### TRY IT
Scan the entries below and extract each line with the word "position" in it.

### SUPPLIED DATA
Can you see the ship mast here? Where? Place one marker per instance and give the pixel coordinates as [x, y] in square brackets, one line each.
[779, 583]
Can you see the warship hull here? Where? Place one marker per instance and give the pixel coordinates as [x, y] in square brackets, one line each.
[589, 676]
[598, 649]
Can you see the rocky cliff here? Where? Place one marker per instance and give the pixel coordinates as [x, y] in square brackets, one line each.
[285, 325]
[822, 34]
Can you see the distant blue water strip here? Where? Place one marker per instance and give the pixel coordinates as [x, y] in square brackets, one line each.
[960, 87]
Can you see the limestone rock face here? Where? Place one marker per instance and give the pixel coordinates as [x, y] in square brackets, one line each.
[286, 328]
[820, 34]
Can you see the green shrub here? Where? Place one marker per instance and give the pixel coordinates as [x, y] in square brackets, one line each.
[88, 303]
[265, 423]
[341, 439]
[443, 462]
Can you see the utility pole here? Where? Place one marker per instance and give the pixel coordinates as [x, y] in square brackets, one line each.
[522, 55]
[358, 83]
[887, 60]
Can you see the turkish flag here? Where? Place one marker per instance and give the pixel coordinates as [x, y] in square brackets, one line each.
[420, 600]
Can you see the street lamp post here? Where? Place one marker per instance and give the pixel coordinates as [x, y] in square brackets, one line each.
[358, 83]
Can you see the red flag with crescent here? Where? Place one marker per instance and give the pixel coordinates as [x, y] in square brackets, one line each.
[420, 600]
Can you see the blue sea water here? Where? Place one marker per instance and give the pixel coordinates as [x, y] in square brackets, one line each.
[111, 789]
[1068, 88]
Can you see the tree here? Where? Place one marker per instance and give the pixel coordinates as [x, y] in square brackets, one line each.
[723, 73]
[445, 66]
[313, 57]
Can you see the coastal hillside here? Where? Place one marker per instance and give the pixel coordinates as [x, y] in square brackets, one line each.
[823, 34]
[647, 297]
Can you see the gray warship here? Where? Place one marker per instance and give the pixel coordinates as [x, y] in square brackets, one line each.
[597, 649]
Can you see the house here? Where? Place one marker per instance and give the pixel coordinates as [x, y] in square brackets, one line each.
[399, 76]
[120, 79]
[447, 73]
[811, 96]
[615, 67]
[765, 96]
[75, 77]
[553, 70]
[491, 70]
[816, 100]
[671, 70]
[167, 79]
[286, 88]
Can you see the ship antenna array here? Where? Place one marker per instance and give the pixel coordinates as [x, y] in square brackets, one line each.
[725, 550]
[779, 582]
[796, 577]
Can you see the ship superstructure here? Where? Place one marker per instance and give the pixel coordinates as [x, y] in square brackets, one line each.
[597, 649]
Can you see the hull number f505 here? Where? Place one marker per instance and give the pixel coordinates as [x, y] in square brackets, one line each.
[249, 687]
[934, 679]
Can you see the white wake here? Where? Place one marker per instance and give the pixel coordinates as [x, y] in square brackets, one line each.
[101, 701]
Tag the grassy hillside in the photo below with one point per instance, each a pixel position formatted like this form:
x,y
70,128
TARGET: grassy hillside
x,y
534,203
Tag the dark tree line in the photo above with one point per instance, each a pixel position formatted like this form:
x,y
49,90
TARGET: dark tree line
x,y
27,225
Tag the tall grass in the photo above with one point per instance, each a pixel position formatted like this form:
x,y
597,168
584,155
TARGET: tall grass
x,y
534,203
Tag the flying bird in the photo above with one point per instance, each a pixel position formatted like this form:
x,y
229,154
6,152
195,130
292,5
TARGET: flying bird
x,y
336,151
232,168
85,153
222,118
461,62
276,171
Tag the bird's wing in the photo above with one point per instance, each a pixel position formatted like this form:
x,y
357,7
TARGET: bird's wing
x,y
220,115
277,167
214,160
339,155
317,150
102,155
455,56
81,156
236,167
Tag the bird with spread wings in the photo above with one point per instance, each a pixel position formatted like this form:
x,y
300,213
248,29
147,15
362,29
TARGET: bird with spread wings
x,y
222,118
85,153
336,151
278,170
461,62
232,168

### WRITTEN SOLUTION
Tag the grassy hillside in the photo below with one point per instance, each a pixel position formatted like this form:
Tag the dark tree line in the photo above with one point per instance, each a pixel position formatted like this form:
Tag the tall grass in the photo above with one point per instance, each a pixel position formatted like this form:
Tag the flying bird in the photo above with one point per instance, each a pixel position formatted like this form:
Tag the bird's wing in the photo above with one point per instance, each a pixel position formatted like this form:
Tag the bird with spread wings in the photo above with one point per instance, each a pixel position formatted like this form:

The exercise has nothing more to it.